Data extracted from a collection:
BEGIN

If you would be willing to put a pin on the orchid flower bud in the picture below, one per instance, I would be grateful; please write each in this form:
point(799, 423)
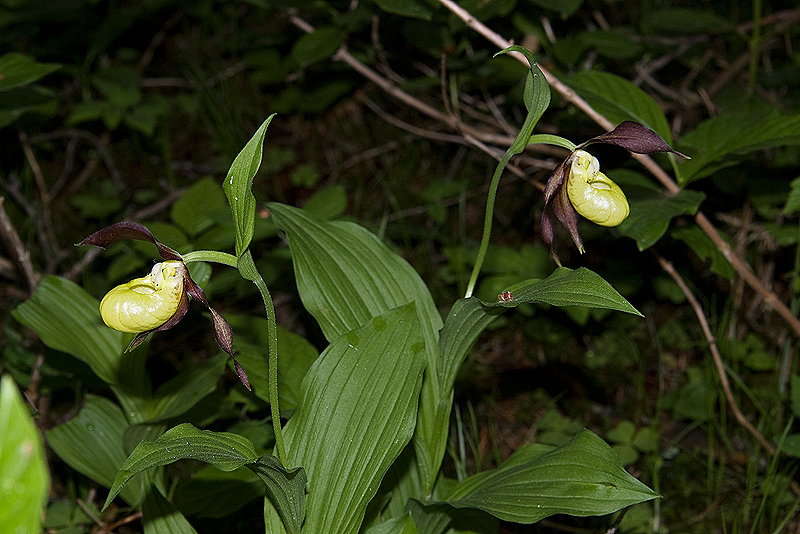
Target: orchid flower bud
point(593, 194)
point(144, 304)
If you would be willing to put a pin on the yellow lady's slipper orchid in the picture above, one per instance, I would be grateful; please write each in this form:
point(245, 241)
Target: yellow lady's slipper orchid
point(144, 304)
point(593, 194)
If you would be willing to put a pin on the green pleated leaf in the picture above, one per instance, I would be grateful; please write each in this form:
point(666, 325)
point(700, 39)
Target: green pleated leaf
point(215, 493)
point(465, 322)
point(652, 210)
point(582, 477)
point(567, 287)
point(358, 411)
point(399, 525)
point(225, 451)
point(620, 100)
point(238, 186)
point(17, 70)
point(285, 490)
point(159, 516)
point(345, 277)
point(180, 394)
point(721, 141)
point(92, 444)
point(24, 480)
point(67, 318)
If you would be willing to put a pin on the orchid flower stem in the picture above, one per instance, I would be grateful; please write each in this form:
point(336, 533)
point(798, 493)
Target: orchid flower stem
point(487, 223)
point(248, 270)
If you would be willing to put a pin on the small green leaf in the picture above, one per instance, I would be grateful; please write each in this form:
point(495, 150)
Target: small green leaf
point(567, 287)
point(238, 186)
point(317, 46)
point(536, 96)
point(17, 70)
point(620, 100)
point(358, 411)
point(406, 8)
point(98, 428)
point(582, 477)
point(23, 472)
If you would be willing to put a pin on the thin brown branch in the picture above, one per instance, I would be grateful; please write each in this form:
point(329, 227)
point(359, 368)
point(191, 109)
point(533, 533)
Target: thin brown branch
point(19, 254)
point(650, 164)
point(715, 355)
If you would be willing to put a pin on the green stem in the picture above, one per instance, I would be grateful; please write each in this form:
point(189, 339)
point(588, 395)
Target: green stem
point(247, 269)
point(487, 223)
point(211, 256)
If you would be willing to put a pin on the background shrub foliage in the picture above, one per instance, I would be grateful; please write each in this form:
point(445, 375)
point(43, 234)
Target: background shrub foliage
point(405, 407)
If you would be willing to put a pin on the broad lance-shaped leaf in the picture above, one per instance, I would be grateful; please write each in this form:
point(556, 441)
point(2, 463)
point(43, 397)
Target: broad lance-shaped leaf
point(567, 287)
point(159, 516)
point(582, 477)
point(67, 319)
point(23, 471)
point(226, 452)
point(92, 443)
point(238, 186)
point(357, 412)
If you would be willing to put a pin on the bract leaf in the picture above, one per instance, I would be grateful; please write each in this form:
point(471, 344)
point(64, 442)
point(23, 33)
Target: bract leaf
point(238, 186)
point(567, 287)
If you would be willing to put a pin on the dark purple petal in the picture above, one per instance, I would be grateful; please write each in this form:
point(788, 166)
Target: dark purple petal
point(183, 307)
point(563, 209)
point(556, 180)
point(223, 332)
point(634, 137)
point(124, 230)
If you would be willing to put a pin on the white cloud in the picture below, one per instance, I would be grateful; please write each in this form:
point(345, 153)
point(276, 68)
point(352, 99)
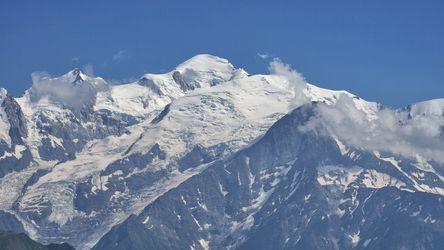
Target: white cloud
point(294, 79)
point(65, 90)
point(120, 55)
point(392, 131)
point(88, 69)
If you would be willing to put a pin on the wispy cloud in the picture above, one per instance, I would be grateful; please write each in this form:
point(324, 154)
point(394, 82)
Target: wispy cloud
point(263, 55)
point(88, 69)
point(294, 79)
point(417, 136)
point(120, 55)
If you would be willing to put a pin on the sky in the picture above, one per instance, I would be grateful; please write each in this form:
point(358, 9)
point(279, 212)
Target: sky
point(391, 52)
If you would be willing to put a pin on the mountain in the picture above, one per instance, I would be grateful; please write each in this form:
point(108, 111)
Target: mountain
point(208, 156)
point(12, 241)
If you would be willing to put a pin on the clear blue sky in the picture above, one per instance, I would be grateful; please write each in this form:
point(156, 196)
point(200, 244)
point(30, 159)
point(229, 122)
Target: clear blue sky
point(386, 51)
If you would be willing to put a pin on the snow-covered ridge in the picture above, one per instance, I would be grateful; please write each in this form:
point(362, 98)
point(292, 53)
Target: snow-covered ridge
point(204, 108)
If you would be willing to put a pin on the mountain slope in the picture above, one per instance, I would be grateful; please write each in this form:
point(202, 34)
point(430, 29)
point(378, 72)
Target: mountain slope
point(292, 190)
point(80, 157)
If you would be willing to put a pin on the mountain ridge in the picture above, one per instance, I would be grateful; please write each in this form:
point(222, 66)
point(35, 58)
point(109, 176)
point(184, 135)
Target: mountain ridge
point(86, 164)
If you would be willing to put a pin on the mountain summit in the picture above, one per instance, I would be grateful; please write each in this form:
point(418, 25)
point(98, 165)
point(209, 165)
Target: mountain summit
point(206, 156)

END
BEGIN

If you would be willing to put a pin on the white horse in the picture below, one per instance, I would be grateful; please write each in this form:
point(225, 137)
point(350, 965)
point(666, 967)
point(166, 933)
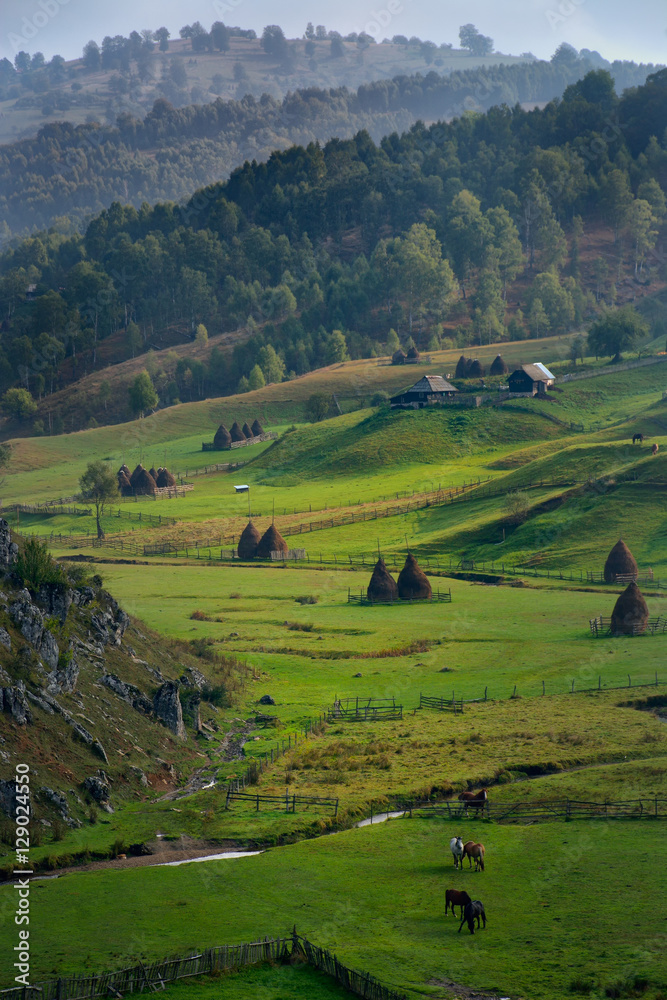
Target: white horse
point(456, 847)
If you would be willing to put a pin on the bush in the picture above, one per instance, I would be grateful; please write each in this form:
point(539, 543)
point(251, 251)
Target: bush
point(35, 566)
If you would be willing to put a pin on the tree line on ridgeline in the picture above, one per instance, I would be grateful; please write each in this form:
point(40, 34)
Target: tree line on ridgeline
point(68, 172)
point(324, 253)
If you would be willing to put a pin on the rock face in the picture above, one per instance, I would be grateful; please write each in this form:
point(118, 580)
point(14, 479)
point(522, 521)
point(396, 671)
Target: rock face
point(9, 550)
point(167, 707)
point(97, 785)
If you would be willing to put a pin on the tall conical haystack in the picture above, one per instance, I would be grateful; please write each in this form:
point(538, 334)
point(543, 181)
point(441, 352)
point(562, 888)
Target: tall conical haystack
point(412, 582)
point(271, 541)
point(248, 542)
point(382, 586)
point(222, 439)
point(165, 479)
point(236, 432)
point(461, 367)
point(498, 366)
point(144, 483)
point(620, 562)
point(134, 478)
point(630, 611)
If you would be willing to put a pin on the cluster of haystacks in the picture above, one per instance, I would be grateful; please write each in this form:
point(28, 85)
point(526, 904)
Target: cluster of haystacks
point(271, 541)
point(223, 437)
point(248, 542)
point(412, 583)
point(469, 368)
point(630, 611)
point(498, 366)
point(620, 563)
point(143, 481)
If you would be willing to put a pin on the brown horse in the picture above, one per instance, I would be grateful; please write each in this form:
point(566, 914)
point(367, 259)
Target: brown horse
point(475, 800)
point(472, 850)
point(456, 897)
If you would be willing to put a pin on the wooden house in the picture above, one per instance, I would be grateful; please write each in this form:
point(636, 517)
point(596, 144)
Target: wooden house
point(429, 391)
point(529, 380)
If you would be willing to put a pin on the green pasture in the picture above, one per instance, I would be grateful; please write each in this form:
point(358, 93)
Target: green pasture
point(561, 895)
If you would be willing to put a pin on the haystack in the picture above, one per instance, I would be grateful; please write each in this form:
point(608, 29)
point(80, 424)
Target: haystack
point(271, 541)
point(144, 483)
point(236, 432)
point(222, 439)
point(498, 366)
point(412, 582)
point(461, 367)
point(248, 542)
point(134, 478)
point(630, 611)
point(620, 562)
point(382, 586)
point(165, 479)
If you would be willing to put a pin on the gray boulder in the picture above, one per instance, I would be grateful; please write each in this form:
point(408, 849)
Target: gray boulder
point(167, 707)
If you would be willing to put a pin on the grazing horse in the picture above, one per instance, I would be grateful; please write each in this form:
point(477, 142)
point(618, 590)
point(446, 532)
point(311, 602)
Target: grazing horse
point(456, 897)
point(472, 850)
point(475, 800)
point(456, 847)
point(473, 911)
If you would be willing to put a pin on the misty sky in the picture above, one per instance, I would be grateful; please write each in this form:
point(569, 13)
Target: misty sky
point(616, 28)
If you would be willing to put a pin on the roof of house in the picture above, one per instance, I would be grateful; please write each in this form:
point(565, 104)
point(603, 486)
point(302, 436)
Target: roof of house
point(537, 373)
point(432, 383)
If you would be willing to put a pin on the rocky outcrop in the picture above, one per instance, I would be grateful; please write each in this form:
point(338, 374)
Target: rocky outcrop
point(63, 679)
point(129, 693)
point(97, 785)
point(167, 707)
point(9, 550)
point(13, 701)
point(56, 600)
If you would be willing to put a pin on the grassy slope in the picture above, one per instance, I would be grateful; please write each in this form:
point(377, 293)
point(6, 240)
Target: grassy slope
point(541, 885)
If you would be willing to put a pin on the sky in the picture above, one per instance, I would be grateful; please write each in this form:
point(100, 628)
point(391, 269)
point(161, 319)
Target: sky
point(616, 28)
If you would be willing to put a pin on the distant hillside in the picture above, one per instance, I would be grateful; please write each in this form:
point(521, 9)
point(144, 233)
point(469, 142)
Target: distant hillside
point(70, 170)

END

PROBLEM TO SOLVE:
Copy each line of the records that contains the word "below".

YOUR RESPONSE:
If you would be willing to put a pin on the orchid flower bud in the picture below, one per instance, I would be grateful; please write each in this form:
If you would be willing to put a pin on the white cloud in the picture below, one per instance, I would be grateful; please write each in this form:
If you would be willing to put a pin on the white horse in the picture below, one per instance, I would be grateful; please write each in this form:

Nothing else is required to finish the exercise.